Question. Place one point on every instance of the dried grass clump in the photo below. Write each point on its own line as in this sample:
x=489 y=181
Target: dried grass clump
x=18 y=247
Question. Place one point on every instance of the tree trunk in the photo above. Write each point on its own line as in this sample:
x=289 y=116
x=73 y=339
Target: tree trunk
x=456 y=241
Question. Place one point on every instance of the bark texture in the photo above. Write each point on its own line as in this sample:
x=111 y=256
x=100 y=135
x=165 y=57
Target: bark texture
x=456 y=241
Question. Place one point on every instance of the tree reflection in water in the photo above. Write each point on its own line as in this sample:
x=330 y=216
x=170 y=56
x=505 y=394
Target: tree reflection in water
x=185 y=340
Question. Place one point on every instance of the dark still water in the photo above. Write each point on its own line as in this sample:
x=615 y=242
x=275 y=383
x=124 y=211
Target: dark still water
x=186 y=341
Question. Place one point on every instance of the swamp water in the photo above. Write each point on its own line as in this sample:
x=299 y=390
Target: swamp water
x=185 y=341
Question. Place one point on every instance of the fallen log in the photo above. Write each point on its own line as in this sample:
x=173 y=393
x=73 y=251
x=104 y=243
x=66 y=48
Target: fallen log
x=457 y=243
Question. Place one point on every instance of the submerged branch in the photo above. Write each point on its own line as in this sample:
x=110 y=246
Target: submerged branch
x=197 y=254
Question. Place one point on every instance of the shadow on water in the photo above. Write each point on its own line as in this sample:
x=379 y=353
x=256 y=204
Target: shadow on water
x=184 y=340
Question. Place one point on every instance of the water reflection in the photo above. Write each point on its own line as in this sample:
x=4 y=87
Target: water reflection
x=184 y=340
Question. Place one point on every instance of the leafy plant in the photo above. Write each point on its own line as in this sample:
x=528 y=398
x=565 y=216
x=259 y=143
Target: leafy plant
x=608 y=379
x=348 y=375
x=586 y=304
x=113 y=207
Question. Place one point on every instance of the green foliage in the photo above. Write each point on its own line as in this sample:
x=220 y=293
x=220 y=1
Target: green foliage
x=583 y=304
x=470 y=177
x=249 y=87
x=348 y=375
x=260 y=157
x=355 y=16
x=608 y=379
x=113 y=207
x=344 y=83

────────────────────────────────────────

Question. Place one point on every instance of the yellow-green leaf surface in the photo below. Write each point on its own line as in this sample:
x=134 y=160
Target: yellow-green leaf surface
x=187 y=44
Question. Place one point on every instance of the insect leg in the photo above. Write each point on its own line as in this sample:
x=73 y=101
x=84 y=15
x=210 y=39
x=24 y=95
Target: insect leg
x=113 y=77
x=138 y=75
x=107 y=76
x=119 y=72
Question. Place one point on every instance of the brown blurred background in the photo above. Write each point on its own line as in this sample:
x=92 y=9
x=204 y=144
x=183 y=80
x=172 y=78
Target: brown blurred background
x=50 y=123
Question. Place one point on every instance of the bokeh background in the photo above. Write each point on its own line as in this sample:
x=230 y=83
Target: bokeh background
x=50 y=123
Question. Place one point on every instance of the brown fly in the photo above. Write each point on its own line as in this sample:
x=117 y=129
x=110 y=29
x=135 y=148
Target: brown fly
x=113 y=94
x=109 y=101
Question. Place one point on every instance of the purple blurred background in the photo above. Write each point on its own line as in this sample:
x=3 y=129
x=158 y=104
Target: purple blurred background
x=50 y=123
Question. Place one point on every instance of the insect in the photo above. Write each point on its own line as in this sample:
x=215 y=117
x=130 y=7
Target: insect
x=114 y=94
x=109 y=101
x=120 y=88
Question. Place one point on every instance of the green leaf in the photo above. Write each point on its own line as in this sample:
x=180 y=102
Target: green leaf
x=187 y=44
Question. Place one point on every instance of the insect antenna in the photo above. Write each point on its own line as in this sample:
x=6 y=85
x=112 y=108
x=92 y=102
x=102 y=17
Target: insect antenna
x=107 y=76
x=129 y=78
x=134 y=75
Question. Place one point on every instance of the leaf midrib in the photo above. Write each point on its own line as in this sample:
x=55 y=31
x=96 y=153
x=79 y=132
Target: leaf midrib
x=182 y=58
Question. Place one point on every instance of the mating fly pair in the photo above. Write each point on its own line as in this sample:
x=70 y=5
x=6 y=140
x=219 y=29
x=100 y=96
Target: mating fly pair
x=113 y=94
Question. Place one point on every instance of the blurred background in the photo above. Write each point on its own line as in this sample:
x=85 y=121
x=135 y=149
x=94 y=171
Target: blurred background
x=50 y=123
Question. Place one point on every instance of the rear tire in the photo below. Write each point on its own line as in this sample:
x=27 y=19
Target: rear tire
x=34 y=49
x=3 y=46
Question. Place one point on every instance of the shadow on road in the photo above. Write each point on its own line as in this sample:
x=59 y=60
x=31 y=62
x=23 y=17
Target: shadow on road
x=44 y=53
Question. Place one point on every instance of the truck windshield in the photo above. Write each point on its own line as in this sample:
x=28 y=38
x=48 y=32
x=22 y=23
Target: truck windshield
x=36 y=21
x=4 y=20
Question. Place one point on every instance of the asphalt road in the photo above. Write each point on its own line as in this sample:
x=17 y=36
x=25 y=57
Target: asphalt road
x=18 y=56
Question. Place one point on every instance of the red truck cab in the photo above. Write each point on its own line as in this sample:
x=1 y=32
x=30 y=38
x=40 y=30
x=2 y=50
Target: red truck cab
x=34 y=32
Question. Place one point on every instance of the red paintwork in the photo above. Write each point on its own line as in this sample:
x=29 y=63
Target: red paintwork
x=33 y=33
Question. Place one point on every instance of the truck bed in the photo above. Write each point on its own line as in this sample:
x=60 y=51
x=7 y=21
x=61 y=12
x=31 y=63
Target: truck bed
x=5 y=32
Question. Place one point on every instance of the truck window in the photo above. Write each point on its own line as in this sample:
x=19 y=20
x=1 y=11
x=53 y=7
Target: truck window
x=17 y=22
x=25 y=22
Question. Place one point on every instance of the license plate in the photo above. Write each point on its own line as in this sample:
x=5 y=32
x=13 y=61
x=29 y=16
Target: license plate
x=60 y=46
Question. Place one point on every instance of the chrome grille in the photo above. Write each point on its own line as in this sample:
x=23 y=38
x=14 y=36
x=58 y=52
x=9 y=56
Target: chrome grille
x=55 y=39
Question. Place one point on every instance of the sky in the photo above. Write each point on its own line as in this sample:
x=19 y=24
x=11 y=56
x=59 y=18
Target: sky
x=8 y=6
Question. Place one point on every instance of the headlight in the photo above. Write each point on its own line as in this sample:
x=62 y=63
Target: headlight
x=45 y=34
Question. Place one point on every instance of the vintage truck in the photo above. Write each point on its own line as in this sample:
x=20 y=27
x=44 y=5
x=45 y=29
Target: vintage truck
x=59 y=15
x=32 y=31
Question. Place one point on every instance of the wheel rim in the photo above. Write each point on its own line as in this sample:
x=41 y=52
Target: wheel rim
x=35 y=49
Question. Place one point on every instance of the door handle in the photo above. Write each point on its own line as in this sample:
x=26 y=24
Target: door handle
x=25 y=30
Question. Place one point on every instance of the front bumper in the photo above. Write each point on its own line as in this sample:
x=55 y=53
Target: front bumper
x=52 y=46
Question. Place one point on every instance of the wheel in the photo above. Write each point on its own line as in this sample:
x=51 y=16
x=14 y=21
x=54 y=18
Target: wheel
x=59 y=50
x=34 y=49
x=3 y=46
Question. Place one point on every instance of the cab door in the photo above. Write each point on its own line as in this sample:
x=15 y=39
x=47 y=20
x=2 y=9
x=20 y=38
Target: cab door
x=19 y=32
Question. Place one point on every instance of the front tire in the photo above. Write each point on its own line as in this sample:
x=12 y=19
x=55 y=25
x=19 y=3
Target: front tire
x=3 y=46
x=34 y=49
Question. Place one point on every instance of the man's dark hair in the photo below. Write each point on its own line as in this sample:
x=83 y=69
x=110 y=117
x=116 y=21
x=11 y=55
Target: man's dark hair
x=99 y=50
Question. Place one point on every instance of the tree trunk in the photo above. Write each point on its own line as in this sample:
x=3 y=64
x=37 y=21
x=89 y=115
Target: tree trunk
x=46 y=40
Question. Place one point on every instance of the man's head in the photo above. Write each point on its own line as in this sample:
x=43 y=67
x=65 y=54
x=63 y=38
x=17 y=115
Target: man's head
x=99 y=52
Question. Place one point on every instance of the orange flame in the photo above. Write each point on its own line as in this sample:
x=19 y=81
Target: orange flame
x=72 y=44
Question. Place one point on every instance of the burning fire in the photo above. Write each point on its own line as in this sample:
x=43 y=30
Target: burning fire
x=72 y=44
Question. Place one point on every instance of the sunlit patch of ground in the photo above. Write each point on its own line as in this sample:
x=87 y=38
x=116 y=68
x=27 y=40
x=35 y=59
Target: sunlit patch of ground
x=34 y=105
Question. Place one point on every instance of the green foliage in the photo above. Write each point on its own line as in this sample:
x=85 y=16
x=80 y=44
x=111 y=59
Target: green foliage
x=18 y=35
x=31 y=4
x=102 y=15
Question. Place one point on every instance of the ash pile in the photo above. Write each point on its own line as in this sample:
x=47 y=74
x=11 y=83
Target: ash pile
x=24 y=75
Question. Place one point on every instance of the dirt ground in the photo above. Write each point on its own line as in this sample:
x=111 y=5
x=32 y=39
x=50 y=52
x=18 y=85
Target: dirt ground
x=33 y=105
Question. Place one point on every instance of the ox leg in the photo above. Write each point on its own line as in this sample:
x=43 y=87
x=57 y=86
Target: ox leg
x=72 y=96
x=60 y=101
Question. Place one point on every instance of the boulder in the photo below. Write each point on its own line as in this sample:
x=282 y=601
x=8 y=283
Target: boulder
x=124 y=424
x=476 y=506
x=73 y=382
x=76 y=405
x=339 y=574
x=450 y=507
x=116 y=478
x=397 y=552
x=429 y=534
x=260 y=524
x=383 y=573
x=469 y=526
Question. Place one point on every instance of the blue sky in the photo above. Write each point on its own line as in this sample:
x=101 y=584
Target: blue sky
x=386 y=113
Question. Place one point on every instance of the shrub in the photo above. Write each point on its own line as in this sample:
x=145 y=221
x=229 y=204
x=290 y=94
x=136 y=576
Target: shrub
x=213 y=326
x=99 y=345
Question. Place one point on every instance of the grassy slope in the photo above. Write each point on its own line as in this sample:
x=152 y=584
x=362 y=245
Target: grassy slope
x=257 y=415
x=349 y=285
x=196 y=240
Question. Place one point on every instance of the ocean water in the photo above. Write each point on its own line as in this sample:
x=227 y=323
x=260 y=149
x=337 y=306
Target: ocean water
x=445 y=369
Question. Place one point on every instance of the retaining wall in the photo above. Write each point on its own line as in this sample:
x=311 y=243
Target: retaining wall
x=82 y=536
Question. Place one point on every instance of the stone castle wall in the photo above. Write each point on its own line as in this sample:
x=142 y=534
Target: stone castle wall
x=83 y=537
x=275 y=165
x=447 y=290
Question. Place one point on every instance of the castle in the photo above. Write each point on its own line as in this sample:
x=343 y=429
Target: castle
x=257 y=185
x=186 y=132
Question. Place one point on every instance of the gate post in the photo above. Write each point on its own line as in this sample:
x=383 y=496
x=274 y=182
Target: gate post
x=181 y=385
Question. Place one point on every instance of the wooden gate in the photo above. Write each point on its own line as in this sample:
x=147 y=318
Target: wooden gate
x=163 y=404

────────────────────────────────────────

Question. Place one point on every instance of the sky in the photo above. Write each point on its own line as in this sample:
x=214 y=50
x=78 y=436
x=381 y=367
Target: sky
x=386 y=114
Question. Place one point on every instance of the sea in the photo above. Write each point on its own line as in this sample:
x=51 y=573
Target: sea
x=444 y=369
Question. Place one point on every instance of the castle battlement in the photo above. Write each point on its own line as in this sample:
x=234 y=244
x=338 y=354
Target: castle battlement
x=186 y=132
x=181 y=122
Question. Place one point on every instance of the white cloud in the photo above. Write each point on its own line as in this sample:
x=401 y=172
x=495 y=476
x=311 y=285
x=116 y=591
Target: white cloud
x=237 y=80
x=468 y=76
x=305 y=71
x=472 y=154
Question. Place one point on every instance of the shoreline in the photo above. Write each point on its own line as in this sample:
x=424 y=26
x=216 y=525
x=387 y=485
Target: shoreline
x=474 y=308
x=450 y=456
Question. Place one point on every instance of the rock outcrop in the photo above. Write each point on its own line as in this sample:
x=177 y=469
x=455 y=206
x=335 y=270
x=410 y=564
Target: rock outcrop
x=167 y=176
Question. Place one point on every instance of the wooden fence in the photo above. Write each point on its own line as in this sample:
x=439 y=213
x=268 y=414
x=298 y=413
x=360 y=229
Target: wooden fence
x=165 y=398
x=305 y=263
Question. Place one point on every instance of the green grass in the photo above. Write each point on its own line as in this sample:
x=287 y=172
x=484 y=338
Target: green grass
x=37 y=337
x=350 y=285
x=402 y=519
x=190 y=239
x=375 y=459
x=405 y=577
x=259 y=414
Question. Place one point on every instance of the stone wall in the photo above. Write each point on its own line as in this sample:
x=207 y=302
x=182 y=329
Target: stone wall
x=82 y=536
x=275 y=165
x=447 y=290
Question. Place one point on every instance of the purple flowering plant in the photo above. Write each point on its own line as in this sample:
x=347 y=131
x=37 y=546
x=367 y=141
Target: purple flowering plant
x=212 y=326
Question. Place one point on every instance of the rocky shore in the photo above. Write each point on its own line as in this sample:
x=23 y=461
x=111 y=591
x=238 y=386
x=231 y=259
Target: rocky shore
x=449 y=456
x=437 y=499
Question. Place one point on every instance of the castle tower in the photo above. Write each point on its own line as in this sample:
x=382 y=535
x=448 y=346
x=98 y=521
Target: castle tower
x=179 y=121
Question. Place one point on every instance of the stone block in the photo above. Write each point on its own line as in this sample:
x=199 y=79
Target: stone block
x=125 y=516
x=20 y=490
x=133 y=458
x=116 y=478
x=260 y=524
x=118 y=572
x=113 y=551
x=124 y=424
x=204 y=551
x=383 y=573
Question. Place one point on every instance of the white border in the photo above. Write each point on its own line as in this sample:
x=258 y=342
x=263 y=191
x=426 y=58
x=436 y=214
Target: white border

────────────────────────────────────────

* Try it: In the records above, collect each line with "border".

* Result:
Question. Place one point on every instance of the white border in the photo above. Write each point on its own line as in this sample:
Target: white border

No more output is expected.